- [Directions for this task]
Reproduce all of the records below word for word, keeping every line in its original order.

[Coordinate annotation records]
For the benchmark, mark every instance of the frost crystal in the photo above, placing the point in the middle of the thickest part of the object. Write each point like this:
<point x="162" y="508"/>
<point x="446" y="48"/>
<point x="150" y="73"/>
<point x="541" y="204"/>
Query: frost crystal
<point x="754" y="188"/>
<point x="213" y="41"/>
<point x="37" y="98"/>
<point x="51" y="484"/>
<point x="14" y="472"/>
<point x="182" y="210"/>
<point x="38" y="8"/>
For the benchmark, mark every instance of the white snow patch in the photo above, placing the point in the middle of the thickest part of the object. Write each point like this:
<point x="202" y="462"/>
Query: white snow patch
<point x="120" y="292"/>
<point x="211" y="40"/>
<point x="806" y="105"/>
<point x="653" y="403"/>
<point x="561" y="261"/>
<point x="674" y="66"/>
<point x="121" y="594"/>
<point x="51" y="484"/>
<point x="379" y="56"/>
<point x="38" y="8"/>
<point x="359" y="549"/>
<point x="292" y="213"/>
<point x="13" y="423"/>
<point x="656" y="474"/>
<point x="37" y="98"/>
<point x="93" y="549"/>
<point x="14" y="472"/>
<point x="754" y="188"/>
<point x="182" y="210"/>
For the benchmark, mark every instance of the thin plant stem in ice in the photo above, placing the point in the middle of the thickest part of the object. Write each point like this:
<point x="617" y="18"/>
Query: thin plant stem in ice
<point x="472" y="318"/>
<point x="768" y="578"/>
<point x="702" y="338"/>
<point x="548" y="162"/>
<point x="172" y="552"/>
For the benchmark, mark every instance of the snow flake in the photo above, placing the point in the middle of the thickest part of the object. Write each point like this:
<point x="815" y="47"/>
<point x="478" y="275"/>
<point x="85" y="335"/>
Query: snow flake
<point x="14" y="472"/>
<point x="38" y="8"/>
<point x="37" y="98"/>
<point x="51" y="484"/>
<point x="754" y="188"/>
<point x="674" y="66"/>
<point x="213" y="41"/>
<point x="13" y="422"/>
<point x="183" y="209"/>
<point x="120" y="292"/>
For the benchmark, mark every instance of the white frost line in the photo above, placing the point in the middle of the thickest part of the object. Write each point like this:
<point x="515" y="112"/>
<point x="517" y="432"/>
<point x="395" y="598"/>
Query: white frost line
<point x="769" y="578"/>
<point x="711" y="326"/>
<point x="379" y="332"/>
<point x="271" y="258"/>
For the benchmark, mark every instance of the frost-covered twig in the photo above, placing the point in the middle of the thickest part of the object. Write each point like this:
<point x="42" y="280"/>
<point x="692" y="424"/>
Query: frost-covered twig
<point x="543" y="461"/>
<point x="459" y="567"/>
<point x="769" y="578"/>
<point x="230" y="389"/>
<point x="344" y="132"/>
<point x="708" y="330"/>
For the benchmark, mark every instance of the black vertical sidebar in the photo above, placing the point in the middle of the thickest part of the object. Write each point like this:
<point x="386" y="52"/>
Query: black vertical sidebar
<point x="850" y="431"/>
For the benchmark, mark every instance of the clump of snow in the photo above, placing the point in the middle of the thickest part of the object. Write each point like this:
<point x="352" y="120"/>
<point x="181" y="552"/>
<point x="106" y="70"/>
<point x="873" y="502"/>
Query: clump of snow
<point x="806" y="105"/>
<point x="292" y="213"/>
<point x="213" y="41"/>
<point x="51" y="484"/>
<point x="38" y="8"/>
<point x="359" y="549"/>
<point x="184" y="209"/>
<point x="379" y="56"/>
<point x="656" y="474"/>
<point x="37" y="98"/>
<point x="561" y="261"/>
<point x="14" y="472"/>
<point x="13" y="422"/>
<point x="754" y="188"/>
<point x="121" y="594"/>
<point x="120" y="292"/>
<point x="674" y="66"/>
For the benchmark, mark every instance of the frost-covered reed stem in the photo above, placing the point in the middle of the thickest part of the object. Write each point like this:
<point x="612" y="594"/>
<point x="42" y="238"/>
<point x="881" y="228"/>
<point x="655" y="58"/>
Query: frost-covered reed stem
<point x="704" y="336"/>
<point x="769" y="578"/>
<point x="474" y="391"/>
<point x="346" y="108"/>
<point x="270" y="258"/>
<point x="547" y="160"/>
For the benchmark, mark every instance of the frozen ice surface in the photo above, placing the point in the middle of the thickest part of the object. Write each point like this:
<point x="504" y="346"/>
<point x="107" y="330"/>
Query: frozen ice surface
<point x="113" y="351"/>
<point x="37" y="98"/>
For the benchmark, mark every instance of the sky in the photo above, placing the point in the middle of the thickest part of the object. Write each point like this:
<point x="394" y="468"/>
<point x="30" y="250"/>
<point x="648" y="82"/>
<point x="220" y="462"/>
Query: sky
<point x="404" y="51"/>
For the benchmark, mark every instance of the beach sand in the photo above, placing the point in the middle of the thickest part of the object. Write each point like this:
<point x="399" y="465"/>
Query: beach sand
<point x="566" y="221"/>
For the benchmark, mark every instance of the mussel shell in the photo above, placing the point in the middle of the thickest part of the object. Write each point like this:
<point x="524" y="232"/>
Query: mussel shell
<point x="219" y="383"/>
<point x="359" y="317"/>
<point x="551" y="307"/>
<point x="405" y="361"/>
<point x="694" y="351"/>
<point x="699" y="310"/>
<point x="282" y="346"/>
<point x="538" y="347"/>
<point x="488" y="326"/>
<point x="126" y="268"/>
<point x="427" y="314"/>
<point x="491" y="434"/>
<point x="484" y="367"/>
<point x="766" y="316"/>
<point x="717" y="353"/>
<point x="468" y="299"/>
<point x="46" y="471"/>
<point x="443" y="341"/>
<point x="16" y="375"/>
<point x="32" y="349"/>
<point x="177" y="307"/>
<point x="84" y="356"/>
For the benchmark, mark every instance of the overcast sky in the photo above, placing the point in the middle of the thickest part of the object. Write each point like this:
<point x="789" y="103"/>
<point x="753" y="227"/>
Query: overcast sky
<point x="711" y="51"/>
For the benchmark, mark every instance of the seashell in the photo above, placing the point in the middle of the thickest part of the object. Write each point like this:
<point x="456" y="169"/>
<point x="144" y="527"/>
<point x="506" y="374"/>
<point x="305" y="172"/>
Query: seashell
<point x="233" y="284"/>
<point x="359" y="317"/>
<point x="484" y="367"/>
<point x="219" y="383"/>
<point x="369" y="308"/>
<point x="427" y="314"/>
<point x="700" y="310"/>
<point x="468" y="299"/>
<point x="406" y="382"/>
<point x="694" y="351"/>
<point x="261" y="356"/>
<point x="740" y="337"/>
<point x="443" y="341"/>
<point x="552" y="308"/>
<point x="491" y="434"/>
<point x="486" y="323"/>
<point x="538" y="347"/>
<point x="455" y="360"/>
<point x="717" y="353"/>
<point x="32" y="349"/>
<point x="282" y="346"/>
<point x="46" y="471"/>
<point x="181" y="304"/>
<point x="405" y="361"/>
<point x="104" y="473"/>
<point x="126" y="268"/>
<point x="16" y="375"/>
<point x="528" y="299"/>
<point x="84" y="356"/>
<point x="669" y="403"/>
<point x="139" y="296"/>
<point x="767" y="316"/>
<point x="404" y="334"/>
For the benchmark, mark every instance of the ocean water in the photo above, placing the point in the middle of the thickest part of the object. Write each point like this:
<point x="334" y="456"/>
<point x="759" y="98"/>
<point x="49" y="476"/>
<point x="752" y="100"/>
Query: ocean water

- [Exercise result]
For the benchmark, mark every instance of the frost crystal in the photo above, placing the point in the middle of the thickest part of the object. Write each point like this:
<point x="162" y="508"/>
<point x="446" y="48"/>
<point x="150" y="73"/>
<point x="541" y="204"/>
Query: frost crystal
<point x="754" y="188"/>
<point x="213" y="41"/>
<point x="37" y="98"/>
<point x="51" y="484"/>
<point x="14" y="472"/>
<point x="182" y="210"/>
<point x="38" y="8"/>
For the benchmark, mark every instance of the white snow patch in the photo above, placing the point in the middle of the thickest part of the object. Write each point like this:
<point x="202" y="462"/>
Query: white snow patch
<point x="120" y="292"/>
<point x="211" y="40"/>
<point x="806" y="105"/>
<point x="653" y="403"/>
<point x="561" y="261"/>
<point x="674" y="66"/>
<point x="121" y="594"/>
<point x="51" y="484"/>
<point x="379" y="56"/>
<point x="38" y="8"/>
<point x="359" y="549"/>
<point x="292" y="213"/>
<point x="13" y="423"/>
<point x="656" y="474"/>
<point x="37" y="98"/>
<point x="93" y="549"/>
<point x="14" y="472"/>
<point x="754" y="188"/>
<point x="182" y="210"/>
For the benchmark, mark every instance of the thin plant stem in ice in the photo above, placing the point in the middle of the thickest part of the object. Write each point like this:
<point x="617" y="18"/>
Query: thin plant stem in ice
<point x="472" y="318"/>
<point x="768" y="578"/>
<point x="702" y="338"/>
<point x="548" y="162"/>
<point x="172" y="552"/>
For the benchmark, mark every instance of the snow flake in the photo above, placing the point in the middle of the thickest part of the object. Write each point like this:
<point x="815" y="47"/>
<point x="478" y="275"/>
<point x="85" y="335"/>
Query: snow flake
<point x="14" y="472"/>
<point x="38" y="8"/>
<point x="37" y="98"/>
<point x="51" y="484"/>
<point x="754" y="188"/>
<point x="674" y="66"/>
<point x="213" y="41"/>
<point x="13" y="422"/>
<point x="183" y="209"/>
<point x="120" y="292"/>
For the benchmark, mark every instance of the white frost line in the photo above, placing the point in the middle of the thickest part of the object. Write each point like this:
<point x="515" y="112"/>
<point x="517" y="432"/>
<point x="395" y="598"/>
Query: white frost line
<point x="769" y="578"/>
<point x="711" y="326"/>
<point x="379" y="332"/>
<point x="271" y="258"/>
For the benchmark, mark every instance of the frost-covered twig in the photo above, placing the point in the middle of the thickest part of the object. Write each point like this:
<point x="42" y="280"/>
<point x="692" y="424"/>
Query: frost-covered twig
<point x="543" y="461"/>
<point x="459" y="567"/>
<point x="769" y="578"/>
<point x="230" y="389"/>
<point x="344" y="132"/>
<point x="708" y="330"/>
For the benchmark, mark every instance of the black vertical sidebar in the photo above, placing the point in the middle of the thickest part of the object. Write each point like this:
<point x="386" y="52"/>
Query: black vertical sidebar
<point x="850" y="431"/>
For the benchmark, mark every instance of the clump of snow in the photo above, placing the point in the middle of the thickest part of the object. Write each point like this:
<point x="352" y="120"/>
<point x="181" y="552"/>
<point x="106" y="70"/>
<point x="873" y="502"/>
Query: clump of snow
<point x="806" y="105"/>
<point x="292" y="213"/>
<point x="213" y="41"/>
<point x="51" y="484"/>
<point x="38" y="8"/>
<point x="359" y="549"/>
<point x="184" y="209"/>
<point x="379" y="56"/>
<point x="656" y="474"/>
<point x="37" y="98"/>
<point x="561" y="261"/>
<point x="14" y="472"/>
<point x="13" y="422"/>
<point x="754" y="188"/>
<point x="121" y="594"/>
<point x="120" y="292"/>
<point x="674" y="66"/>
For the benchmark, mark every instance of the frost-covered reed stem in the photo above, placing the point in the middle of the thickest part of the object. Write each point like this:
<point x="612" y="594"/>
<point x="42" y="238"/>
<point x="881" y="228"/>
<point x="655" y="58"/>
Query: frost-covered reed stem
<point x="704" y="336"/>
<point x="769" y="578"/>
<point x="474" y="391"/>
<point x="346" y="108"/>
<point x="270" y="258"/>
<point x="547" y="160"/>
For the benchmark, mark every instance of the frozen ice surface in the photo above, placing the point in the middle of the thickest part of the object. Write each point like this:
<point x="504" y="346"/>
<point x="107" y="330"/>
Query: frozen ice surface
<point x="113" y="351"/>
<point x="37" y="98"/>
For the benchmark, mark every instance of the sky in the photo above, placing the point in the middle of the thickest part of the object. Write each point like this:
<point x="394" y="468"/>
<point x="30" y="250"/>
<point x="648" y="82"/>
<point x="220" y="462"/>
Query: sky
<point x="404" y="51"/>
For the benchmark, mark every instance of the beach sand in the photo above, placing the point in the middle of the thickest part of the object. Write each point like this:
<point x="399" y="465"/>
Query: beach sand
<point x="566" y="221"/>
For the benchmark, mark every instance of the mussel shell in the photo above, placing the point in the middle of the thickest part of the object. Write each point like this:
<point x="524" y="232"/>
Query: mussel shell
<point x="219" y="383"/>
<point x="359" y="317"/>
<point x="551" y="307"/>
<point x="405" y="361"/>
<point x="694" y="351"/>
<point x="699" y="310"/>
<point x="282" y="346"/>
<point x="538" y="347"/>
<point x="488" y="326"/>
<point x="126" y="268"/>
<point x="427" y="314"/>
<point x="491" y="434"/>
<point x="484" y="367"/>
<point x="766" y="316"/>
<point x="717" y="353"/>
<point x="468" y="299"/>
<point x="46" y="471"/>
<point x="443" y="341"/>
<point x="16" y="375"/>
<point x="32" y="349"/>
<point x="177" y="307"/>
<point x="84" y="356"/>
For the benchmark, mark every instance of the overcast sky in the photo above, placing the point in the middle of the thickest part of the object. Write each point like this:
<point x="789" y="103"/>
<point x="753" y="227"/>
Query: overcast sky
<point x="711" y="51"/>
For the benchmark, mark every instance of the seashell in the photo above, placing the point in the middle of the thickest part of the object. Write each point like this:
<point x="456" y="169"/>
<point x="144" y="527"/>
<point x="506" y="374"/>
<point x="305" y="172"/>
Query: seashell
<point x="233" y="284"/>
<point x="359" y="317"/>
<point x="484" y="367"/>
<point x="219" y="383"/>
<point x="369" y="308"/>
<point x="427" y="314"/>
<point x="700" y="310"/>
<point x="468" y="299"/>
<point x="406" y="382"/>
<point x="694" y="351"/>
<point x="261" y="356"/>
<point x="740" y="337"/>
<point x="443" y="341"/>
<point x="552" y="308"/>
<point x="491" y="434"/>
<point x="486" y="323"/>
<point x="538" y="347"/>
<point x="455" y="360"/>
<point x="717" y="353"/>
<point x="32" y="349"/>
<point x="282" y="346"/>
<point x="46" y="471"/>
<point x="181" y="304"/>
<point x="405" y="361"/>
<point x="104" y="473"/>
<point x="126" y="268"/>
<point x="16" y="375"/>
<point x="528" y="299"/>
<point x="84" y="356"/>
<point x="669" y="403"/>
<point x="139" y="296"/>
<point x="767" y="316"/>
<point x="404" y="334"/>
For the benchmark, mark every instance of the ocean water in the photo above, placing the point in the middle of the thickest part of the object. Write each point like this:
<point x="334" y="456"/>
<point x="759" y="98"/>
<point x="49" y="476"/>
<point x="752" y="100"/>
Query: ocean water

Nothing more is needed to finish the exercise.